* BEGIN *

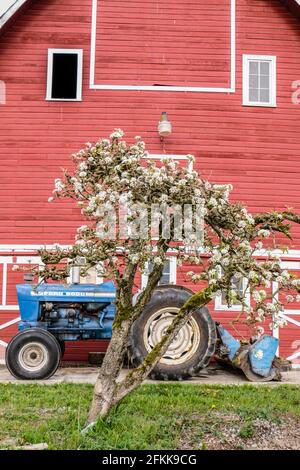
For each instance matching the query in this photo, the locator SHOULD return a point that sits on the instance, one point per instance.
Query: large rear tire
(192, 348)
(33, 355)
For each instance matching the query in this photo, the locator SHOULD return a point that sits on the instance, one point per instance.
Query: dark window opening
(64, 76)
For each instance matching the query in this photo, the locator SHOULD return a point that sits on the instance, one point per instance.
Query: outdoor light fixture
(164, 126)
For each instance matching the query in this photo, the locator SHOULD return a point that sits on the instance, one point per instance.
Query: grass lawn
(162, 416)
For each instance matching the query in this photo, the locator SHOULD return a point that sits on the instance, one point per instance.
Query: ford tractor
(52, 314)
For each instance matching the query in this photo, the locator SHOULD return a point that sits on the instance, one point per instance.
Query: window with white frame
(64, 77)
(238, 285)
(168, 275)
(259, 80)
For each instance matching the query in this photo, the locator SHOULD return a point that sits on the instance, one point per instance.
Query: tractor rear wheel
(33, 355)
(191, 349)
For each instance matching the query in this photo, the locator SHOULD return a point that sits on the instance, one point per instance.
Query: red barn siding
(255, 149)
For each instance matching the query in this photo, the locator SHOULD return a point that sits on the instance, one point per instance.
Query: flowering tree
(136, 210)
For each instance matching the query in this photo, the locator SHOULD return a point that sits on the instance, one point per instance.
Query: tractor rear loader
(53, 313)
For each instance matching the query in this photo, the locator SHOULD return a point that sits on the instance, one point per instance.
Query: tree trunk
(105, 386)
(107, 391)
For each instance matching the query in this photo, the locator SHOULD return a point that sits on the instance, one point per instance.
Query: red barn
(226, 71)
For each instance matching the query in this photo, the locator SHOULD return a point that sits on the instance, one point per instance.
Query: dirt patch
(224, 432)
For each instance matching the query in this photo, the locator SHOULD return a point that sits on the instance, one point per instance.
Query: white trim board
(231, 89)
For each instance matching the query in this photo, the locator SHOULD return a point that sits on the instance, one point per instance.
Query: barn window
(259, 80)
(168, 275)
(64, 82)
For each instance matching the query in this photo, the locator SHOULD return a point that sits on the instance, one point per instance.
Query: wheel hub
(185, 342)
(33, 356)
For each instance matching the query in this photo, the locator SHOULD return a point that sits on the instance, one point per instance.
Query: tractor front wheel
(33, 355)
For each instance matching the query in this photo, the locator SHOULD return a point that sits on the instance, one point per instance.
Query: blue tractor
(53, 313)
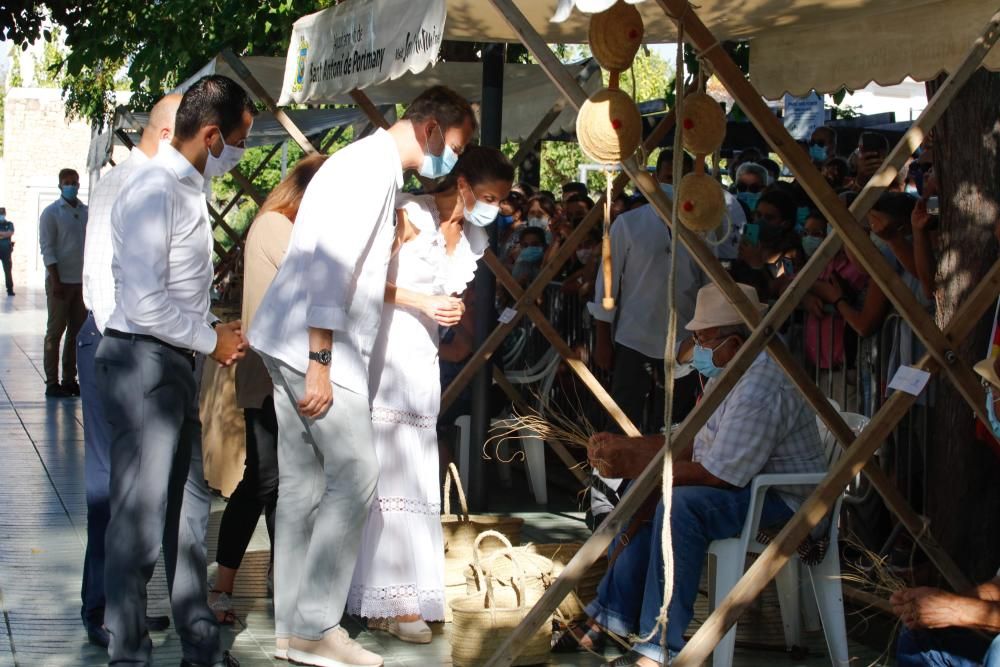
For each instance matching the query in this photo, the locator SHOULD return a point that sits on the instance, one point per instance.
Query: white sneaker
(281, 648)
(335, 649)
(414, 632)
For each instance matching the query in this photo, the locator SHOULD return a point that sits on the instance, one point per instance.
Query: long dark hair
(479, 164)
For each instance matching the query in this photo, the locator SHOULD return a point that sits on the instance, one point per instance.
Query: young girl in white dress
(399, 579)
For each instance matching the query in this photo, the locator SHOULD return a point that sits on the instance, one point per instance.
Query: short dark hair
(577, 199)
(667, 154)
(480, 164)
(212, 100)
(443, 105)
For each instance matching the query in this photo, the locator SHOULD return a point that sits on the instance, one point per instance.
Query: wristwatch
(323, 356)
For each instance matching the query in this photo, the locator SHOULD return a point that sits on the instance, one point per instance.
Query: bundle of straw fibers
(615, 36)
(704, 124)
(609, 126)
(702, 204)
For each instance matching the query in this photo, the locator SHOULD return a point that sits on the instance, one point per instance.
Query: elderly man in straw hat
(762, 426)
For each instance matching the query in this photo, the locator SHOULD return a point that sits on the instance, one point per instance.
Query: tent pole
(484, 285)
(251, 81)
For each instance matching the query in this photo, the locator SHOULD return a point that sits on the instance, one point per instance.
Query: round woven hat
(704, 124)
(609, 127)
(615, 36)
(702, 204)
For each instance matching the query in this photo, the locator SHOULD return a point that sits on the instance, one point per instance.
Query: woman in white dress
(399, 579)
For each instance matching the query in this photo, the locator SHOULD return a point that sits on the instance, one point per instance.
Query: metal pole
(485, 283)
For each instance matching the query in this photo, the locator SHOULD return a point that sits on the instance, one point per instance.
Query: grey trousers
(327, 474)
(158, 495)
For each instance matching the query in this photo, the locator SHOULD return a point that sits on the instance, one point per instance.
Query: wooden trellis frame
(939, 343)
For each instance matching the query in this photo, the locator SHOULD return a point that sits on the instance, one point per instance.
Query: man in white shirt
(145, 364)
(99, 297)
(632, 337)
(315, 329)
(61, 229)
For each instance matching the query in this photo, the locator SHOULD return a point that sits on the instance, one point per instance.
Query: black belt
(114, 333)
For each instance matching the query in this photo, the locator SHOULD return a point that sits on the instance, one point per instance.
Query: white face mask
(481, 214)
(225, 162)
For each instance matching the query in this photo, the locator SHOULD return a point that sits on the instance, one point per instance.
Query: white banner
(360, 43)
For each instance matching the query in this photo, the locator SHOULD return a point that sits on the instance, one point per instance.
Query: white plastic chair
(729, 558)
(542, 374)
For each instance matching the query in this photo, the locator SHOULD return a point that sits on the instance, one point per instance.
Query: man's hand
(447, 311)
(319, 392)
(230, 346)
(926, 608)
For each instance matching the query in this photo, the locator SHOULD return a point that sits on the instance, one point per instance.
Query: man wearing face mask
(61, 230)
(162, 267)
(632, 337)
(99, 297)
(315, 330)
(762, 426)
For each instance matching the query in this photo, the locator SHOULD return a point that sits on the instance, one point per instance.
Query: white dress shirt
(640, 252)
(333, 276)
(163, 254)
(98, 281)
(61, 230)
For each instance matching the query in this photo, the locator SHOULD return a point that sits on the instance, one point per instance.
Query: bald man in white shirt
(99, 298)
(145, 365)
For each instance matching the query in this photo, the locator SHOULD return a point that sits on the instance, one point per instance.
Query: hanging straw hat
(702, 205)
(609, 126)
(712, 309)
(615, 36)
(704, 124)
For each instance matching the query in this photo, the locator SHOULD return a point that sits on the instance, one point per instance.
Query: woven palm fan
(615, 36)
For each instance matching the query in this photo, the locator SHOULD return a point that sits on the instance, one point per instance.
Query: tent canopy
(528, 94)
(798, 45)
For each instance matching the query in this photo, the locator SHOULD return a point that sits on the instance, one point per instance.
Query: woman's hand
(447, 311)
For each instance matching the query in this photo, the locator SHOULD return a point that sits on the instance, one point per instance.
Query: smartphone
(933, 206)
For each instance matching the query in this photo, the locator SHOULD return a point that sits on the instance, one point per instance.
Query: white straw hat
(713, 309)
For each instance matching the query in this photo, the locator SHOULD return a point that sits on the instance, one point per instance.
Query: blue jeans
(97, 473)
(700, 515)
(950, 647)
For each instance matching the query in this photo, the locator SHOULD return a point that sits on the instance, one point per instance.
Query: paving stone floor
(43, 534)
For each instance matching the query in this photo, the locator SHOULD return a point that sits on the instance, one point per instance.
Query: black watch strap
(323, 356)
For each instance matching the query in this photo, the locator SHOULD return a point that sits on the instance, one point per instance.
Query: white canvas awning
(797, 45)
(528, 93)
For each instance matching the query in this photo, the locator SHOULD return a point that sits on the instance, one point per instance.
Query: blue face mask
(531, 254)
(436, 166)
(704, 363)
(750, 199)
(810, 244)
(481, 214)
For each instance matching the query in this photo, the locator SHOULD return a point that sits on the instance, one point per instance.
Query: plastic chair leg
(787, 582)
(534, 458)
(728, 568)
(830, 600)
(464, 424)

* END *
* BEGIN *

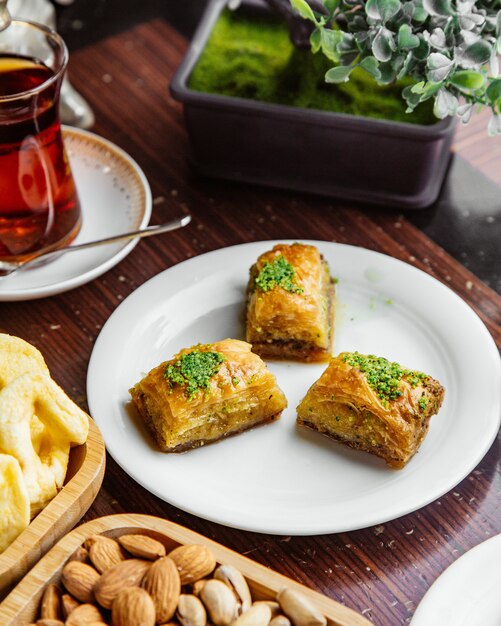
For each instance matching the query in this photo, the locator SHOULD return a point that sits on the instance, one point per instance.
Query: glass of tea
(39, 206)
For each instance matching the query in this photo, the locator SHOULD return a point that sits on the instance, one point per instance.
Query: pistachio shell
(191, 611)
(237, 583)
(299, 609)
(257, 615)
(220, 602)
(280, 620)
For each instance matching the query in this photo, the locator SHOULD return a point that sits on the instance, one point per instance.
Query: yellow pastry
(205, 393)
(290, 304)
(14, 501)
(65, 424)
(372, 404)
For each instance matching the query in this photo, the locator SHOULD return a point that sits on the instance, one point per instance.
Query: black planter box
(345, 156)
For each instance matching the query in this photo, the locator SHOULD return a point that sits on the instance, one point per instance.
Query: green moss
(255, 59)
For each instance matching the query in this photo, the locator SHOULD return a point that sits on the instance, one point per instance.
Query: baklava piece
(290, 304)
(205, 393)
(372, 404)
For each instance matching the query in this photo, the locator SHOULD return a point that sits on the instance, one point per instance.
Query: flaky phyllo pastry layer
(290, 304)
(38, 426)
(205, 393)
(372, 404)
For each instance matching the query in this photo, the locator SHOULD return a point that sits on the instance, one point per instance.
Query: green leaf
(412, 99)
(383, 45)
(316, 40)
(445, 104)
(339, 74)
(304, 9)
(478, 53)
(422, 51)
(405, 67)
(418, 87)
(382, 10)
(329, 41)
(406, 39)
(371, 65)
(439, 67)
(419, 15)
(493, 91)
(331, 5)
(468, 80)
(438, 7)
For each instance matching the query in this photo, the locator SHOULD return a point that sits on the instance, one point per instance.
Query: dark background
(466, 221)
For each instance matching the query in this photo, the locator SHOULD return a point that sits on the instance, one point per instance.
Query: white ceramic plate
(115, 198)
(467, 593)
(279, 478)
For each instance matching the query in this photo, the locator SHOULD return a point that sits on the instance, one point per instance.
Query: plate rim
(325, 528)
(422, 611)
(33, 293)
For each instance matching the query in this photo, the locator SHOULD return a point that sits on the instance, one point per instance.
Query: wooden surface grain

* END *
* BEGIN *

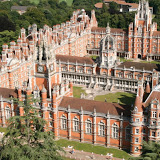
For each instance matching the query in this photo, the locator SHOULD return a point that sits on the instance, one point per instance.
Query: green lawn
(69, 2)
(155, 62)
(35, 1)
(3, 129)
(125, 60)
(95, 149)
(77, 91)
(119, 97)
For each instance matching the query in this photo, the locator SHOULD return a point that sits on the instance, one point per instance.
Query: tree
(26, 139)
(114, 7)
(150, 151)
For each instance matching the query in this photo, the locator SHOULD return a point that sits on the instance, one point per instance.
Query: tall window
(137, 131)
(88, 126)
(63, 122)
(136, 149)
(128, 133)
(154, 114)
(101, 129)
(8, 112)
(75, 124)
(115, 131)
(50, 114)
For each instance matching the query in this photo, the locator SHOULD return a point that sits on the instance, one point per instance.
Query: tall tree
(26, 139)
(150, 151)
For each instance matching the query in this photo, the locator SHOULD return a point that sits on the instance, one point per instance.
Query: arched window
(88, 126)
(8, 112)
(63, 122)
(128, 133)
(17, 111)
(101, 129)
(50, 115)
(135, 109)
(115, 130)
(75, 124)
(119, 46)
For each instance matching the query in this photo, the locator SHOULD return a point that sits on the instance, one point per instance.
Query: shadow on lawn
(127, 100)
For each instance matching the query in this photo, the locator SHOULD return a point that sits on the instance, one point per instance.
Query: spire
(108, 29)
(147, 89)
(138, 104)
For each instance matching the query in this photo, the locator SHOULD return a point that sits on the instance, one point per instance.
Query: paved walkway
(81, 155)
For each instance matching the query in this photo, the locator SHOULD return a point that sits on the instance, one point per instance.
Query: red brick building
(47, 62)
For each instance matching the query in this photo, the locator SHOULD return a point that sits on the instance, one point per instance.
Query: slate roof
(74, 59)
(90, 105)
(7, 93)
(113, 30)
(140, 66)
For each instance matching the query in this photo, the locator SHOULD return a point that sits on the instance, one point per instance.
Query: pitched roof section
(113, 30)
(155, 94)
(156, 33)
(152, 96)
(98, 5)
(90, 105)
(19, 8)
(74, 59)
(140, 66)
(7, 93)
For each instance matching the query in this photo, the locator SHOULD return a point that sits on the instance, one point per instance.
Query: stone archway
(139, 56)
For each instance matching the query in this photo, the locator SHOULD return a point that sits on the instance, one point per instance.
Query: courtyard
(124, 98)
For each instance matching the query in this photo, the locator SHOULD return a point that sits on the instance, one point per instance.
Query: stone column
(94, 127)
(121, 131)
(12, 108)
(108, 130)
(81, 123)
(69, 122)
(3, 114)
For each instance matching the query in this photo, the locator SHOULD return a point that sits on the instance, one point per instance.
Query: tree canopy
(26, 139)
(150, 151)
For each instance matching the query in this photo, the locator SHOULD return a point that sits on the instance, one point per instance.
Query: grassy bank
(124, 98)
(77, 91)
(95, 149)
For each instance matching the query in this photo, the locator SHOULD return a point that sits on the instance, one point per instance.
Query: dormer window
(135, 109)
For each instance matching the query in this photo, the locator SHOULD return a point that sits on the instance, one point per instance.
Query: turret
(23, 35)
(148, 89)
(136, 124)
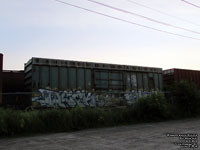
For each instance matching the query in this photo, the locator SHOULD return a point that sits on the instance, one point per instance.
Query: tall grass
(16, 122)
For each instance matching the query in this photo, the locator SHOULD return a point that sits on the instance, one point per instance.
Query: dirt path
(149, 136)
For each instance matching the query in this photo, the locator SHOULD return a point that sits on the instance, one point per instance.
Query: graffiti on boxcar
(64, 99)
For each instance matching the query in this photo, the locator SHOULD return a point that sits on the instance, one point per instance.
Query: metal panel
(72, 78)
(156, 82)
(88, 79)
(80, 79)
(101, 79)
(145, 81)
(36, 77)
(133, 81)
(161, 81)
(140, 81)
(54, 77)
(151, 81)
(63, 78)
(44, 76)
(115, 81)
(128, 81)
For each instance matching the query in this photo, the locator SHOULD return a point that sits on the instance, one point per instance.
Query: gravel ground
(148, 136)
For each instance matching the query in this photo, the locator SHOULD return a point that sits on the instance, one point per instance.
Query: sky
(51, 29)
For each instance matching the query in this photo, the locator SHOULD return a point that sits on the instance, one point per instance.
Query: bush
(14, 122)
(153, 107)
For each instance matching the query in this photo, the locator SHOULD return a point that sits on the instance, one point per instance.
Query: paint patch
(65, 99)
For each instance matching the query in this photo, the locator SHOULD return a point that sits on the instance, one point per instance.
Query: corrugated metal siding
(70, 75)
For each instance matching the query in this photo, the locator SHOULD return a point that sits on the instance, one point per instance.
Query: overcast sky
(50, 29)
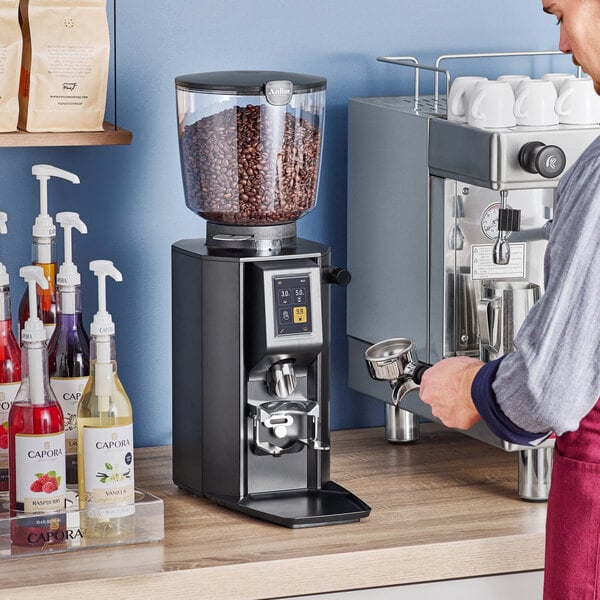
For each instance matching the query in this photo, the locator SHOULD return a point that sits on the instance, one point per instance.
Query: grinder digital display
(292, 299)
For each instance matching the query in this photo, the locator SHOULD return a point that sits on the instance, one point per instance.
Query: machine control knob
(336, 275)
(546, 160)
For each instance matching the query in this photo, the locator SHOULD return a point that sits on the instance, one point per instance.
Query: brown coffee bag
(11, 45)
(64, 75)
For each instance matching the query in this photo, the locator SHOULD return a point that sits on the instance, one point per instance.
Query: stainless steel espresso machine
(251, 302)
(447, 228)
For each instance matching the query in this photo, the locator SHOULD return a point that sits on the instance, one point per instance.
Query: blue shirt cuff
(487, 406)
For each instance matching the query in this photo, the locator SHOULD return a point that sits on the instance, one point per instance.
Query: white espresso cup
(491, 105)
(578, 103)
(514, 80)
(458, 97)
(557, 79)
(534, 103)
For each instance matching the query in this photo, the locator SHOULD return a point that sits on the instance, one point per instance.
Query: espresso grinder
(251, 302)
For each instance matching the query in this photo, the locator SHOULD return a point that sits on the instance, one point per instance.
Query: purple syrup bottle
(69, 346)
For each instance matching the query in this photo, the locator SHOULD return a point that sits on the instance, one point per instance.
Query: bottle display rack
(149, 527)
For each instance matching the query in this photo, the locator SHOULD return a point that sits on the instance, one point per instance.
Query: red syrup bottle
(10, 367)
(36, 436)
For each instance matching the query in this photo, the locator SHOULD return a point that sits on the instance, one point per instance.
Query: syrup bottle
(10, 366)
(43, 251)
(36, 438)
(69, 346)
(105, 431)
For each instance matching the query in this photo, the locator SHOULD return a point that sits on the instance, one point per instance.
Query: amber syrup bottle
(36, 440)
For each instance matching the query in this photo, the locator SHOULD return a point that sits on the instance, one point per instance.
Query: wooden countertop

* END *

» **EXERCISE TASK**
Pull out each line in the listing above that contains the word "mask". Count only matches with the same uppercase and lowercase letters.

» **SOLUTION**
Query: white face mask
Query: man wearing face mask
Query: blue face mask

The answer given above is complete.